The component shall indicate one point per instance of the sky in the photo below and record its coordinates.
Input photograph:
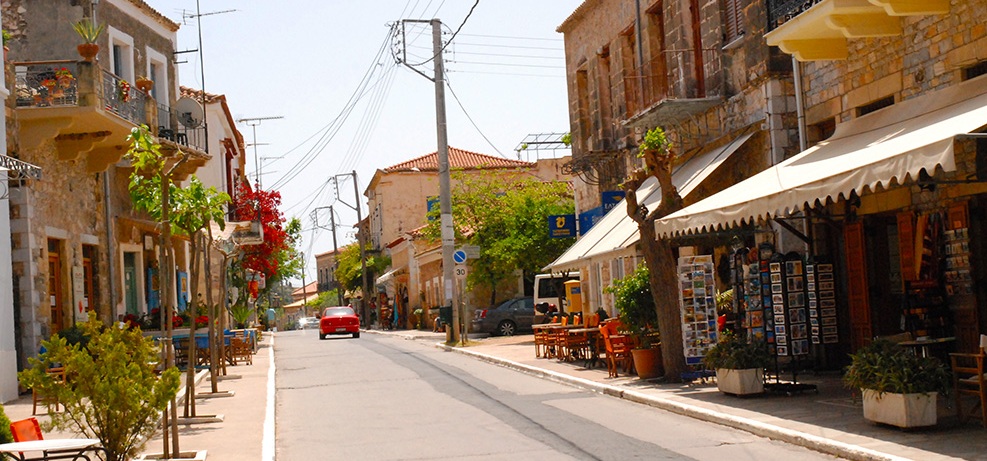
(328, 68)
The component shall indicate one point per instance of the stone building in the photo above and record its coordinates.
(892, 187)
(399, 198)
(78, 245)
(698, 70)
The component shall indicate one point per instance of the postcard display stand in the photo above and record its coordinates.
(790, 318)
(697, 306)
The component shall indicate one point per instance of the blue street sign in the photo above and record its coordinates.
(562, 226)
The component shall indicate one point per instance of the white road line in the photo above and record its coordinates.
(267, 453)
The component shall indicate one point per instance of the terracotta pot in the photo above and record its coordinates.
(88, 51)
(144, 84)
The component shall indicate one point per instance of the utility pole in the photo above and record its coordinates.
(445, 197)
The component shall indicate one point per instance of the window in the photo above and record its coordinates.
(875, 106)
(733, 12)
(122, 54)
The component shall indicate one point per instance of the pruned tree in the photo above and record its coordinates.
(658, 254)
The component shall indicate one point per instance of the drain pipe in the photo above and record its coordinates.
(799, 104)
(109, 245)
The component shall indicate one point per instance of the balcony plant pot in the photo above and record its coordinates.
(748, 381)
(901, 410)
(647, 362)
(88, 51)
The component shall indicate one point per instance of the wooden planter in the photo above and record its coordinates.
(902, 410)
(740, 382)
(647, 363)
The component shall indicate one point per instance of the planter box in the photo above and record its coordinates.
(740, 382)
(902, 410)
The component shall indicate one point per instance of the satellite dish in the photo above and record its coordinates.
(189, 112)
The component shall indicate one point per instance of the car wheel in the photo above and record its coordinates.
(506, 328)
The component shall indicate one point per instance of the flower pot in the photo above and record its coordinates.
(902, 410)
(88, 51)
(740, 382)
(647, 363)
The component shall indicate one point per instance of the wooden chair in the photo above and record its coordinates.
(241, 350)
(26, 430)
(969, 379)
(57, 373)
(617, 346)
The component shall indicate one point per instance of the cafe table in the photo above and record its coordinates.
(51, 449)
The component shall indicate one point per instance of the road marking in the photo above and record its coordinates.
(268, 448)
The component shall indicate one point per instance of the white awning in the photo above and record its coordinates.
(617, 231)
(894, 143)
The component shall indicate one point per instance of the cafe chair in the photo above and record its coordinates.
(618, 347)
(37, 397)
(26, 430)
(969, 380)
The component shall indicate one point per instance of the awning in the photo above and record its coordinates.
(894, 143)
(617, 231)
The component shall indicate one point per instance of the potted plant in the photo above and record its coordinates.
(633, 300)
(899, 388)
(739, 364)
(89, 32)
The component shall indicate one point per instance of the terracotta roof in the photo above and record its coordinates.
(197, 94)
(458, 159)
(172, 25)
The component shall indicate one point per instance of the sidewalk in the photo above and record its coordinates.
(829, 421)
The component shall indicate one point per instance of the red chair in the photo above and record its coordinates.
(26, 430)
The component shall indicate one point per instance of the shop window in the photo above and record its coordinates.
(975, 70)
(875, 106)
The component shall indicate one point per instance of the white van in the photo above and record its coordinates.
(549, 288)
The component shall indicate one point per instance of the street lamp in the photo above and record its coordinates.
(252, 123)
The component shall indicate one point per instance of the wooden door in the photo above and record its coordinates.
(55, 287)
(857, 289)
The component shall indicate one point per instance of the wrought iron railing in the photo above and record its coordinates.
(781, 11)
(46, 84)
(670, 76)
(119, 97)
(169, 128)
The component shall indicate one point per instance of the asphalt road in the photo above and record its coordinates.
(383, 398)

--*--

# WHAT THE TASK ASKS
Transcribe every entry exactly, omitting pictures.

# RESULT OF THIS TASK
The component shall indicate one point per instance of the sky in the photo below and record its coordinates.
Input photograph:
(328, 68)
The component shall indicate one point per instance of the stone building in the photo above and record its coordinates.
(892, 187)
(399, 198)
(78, 245)
(698, 70)
The component shall indicate one point per instance of the postcard display stand in the photo above and record its coordinates.
(790, 318)
(697, 306)
The component shall indicate one point per instance of the blue street sign in the photo above and record its coordinates.
(562, 226)
The component shall indicate one point per instance of the white road line in the photo above and record its coordinates.
(267, 453)
The component shall indicate one point per instance of the terracotta pot in the photo above and record its coordinates.
(88, 51)
(144, 84)
The component shall indicate one point per instance of the utility pole in the photo above and record its coordinates.
(445, 197)
The component shall indicate one point per instance of the window in the photo above and record its coordinates.
(875, 106)
(733, 12)
(122, 54)
The component shall indicate one point per instance of the pruned tree in the photo above and record its coordinates.
(658, 254)
The component shall indicate one point per instance of the drain pipe in the photo above and record its coordinates.
(799, 104)
(109, 245)
The component shall indicate one point per instance of the balcony plant pot in the photo above and record its coordinates.
(748, 381)
(901, 410)
(647, 362)
(88, 51)
The component shall indicate one point per instance of the wooden planter in the photo above and record its coordinates.
(902, 410)
(740, 382)
(647, 363)
The component shall indicate one point per instance of the planter box in the photo above and record its coordinates.
(740, 382)
(902, 410)
The component shall indicate one point per instance of the satellite dish in the photo above and record its coordinates.
(189, 112)
The component shall indicate one point per instance of the car wheel in the photo above and record its coordinates.
(506, 328)
The component shall indicate one point per instance of the flower pot in the photo above and record its coordinates.
(902, 410)
(88, 51)
(740, 382)
(647, 363)
The component shall indicate one point per instance of the wooden chair in the photo above and record its coordinates.
(241, 350)
(26, 430)
(969, 379)
(57, 373)
(617, 346)
The component shall indicate one point per instance of the cafe table in the photo above and record its coordinates.
(51, 449)
The component shall indicate one point per instance of the road marking in the photo above and record its coordinates.
(268, 448)
The component shall indicate one point per instance of the white awning in the photo above and record its coordinates.
(617, 231)
(894, 143)
The component shall indicate one point per instance of the cafe chair in the photo above and record its coordinates.
(618, 347)
(37, 397)
(26, 430)
(969, 380)
The component shall indicate one point per instance of the awning in the photo above and record its coordinates.
(894, 143)
(617, 231)
The component shall indicate one point per instance of the potted plant in the photo above and record its coordinates.
(633, 300)
(899, 388)
(739, 364)
(89, 32)
The component shall indicate one point per instance of the terracotta roof in the photo above and record its coordinates.
(197, 94)
(458, 159)
(172, 25)
The component shall indicate one point per instance of the sidewalk in the photo above and record its coordinates.
(829, 421)
The component shall indicate one point per instance of the red chair in the photo above and record its coordinates.
(26, 430)
The component shall indicate one point per instance of the shop window in the photo above and record its coordinates.
(975, 70)
(875, 106)
The component shall indicate one point per instance of the white van in the photo above and record its coordinates.
(549, 288)
The component shall indicate one point per instance of the street lamp in the photo above and record its coordinates.
(252, 123)
The component shall indicate one point per instance of the wooden door in the photo above and record its coordinates.
(55, 287)
(857, 289)
The component shall indicate one point per instance of the wrought iron railing in the photo above and record its coordinates.
(781, 11)
(46, 84)
(670, 76)
(119, 97)
(169, 128)
The component shall indicate one point per instance of the asphalt road in the photo above and record its coordinates.
(383, 398)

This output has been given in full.